__Selected passage__
* start *

I continued to de-vein the shrimp.

Several shrimp later, the ad came on again, and I watched it more intently.

I heard again about the sad plight of the lovely little girl and was shown how happy she had been before everything was taken away from her (See below).

8

When I finished with the shrimp, I put the water on for the pasta. As I placed the cutting board I had used for the shrimp into the dishwasher, I looked to the TV, and there was the ad again. I saw once more how the little girl was overcome with sadness without her locker, without her desk, without her teacher, without her school, and without her very self.

When the water boiled, I added the pasta. The pasta took seven minutes to cook. As I drained the pasta, the ad came on once again. I heard for the fourth time that the sweet little girl would have her locker, her desk, her teacher, her very self taken away from her, and it was the fault of the Connecticut legislature because legislators were threatening to not fund new seats in her charter school.

By this time, I had a lot of questions:

First of all, how would this little girl have her existing seat, locker, friends, and teacher taken away from her since it is new seats, not her seat, that are at stake in the state budget?

Also, who has the kind of money to run this ad four times in the time it took me to make a meal that the recipe said took 30 minutes?

Why would that child in the ad be denied a locker, a desk, a teacher, and a school? Don’t we have public education in this country with lockers, desks, and teachers to which all students have a right?

* end *

__Listed entries__

* start *

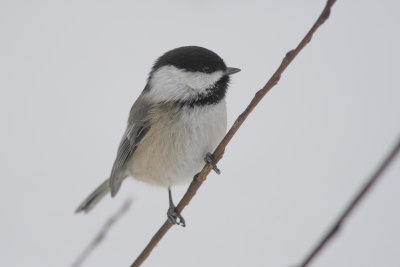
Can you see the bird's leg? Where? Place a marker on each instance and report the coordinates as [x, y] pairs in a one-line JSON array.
[[172, 215], [210, 159]]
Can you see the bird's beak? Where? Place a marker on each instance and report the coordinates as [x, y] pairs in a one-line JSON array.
[[230, 71]]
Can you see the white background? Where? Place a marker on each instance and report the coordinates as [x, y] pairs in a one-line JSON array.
[[70, 71]]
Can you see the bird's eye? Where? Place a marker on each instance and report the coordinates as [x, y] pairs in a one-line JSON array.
[[207, 69]]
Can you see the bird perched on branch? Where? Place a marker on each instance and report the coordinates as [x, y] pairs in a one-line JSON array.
[[178, 119]]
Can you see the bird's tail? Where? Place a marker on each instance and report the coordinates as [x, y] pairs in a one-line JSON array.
[[94, 197]]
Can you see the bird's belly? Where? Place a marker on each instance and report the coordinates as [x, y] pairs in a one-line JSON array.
[[173, 150]]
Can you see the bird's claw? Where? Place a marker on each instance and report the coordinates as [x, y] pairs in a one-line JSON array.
[[174, 217], [210, 160]]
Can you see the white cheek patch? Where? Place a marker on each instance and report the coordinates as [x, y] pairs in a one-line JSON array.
[[171, 84]]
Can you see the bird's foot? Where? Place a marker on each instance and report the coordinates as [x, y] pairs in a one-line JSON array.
[[174, 217], [210, 159]]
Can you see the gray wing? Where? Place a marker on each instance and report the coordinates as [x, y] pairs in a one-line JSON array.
[[138, 126]]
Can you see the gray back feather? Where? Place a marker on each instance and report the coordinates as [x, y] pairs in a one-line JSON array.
[[138, 125]]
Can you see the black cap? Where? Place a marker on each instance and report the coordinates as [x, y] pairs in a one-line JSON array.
[[191, 58]]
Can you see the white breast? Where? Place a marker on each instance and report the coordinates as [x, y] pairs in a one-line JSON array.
[[174, 148]]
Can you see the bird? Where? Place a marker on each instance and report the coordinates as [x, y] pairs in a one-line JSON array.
[[174, 124]]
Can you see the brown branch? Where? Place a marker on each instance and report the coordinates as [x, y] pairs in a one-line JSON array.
[[218, 153], [349, 209], [102, 233]]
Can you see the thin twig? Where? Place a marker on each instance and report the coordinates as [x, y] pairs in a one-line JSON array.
[[218, 153], [102, 233], [349, 209]]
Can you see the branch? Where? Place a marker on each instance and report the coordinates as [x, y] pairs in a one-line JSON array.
[[218, 153], [102, 233], [349, 209]]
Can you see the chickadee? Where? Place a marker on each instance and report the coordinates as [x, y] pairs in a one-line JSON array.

* end *

__What you will do__
(1) In the passage about the charter school ad, reproduce the stretch from "When I finished" through "her very self." word for word.
(2) Rewrite the paragraph of the charter school ad passage that begins "When the water boiled" as a shorter version that keeps its main facts.

__Written responses__
(1)
When I finished with the shrimp, I put the water on for the pasta. As I placed the cutting board I had used for the shrimp into the dishwasher, I looked to the TV, and there was the ad again. I saw once more how the little girl was overcome with sadness without her locker, without her desk, without her teacher, without her school, and without her very self.

(2) The pasta was added to the boiling water and cooked for seven minutes. As it was drained, the ad aired for the fourth time. It again said the little girl would lose her locker, desk, teacher and very self. It blamed the Connecticut legislature, whose members were threatening not to fund new seats in her charter school.